Die allgegenwärtige und kollektive Identitätskrise in den Vereinigten Staaten ebnete den jüdischen Autoren den Weg zu einer eigenen, neugebildeten Diaspora- Literatur: Die des assimilierten, modernen Juden in den USA. Durch seine Existenzangst in einem diasporischen Amerika verkörperte er nunmehr nicht bloß den Juden, sondern wurde zum Sinnbild des amerikanischen Jederman.

Der Jude wird so zum Prototyp des Amerikaners, mit seinen Existenzängsten und Identitätsproblemen, zum Sinnbild der leidenden Menschheit schlechthin. Als Figur der Postmoderne wird er/sie zum Chiffre eines universalistischen Verständnis’ einer Gruppe von jüdischen Autoren, ohne dass dabei der Anspruch auf ein jüdisches Selbstverständnis völlig aufgegeben wird.[5]

Jedenfalls verhält es sich so mit Philip Roths Alter Ego Nathan Zuckerman. Seine Identitätskrise resultiert nicht aus der Shoa, der fortwährenden Verfolgung des jüdischen Volkes oder des fehlenden Vaterlandes; bezeichnender erscheint die Frage nach der jüdischen Existenz inmitten des amerikanischen Kontinents, der zunächst Werte wie Freiheit und individuelle Selbstbestimmung verinnerlicht zu haben scheint, bei näherem Betrachten aber selbst einen diasporagleichen Nährboden gebildet hat.

------------------------

* _ZU BEARBEITENDE AUFGABEN_
**A.** Fasse den Absatz im Textabschnitt, der mit „Der Jude wird so zum Prototyp“ beginnt, als kurze Liste zusammen. Die wesentlichen Aussagen sollen dabei erhalten bleiben.
**B.** Überarbeite im Textabschnitt die Passage von „Der Jude wird“ bis „Nährboden gebildet hat.“, indem du „Shoa“ durch „Schoah“ ersetzt.

* _VERFÜGBARE DATEN_
------------------------

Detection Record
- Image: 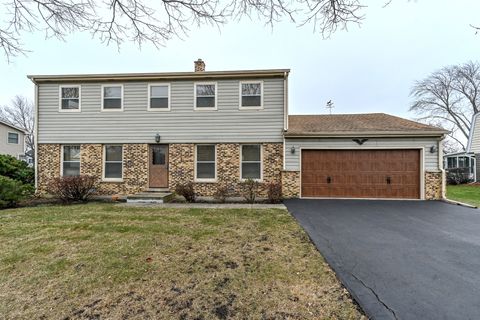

------------------------

* _ANTWORTEN DER REIHE NACH_
**A.**
- Der Jude wird zum Prototyp des Amerikaners mit Existenzängsten und Identitätsproblemen.
- Er wird zum Sinnbild der leidenden Menschheit schlechthin.
- Als Figur der Postmoderne steht er/sie für ein universalistisches Verständnis einer Gruppe jüdischer Autoren.
- Der Anspruch auf ein jüdisches Selbstverständnis wird dabei nicht völlig aufgegeben.

**B.**
Der Jude wird so zum Prototyp des Amerikaners, mit seinen Existenzängsten und Identitätsproblemen, zum Sinnbild der leidenden Menschheit schlechthin. Als Figur der Postmoderne wird er/sie zum Chiffre eines universalistischen Verständnis’ einer Gruppe von jüdischen Autoren, ohne dass dabei der Anspruch auf ein jüdisches Selbstverständnis völlig aufgegeben wird.[5]

Jedenfalls verhält es sich so mit Philip Roths Alter Ego Nathan Zuckerman. Seine Identitätskrise resultiert nicht aus der Schoah, der fortwährenden Verfolgung des jüdischen Volkes oder des fehlenden Vaterlandes; bezeichnender erscheint die Frage nach der jüdischen Existenz inmitten des amerikanischen Kontinents, der zunächst Werte wie Freiheit und individuelle Selbstbestimmung verinnerlicht zu haben scheint, bei näherem Betrachten aber selbst einen diasporagleichen Nährboden gebildet hat.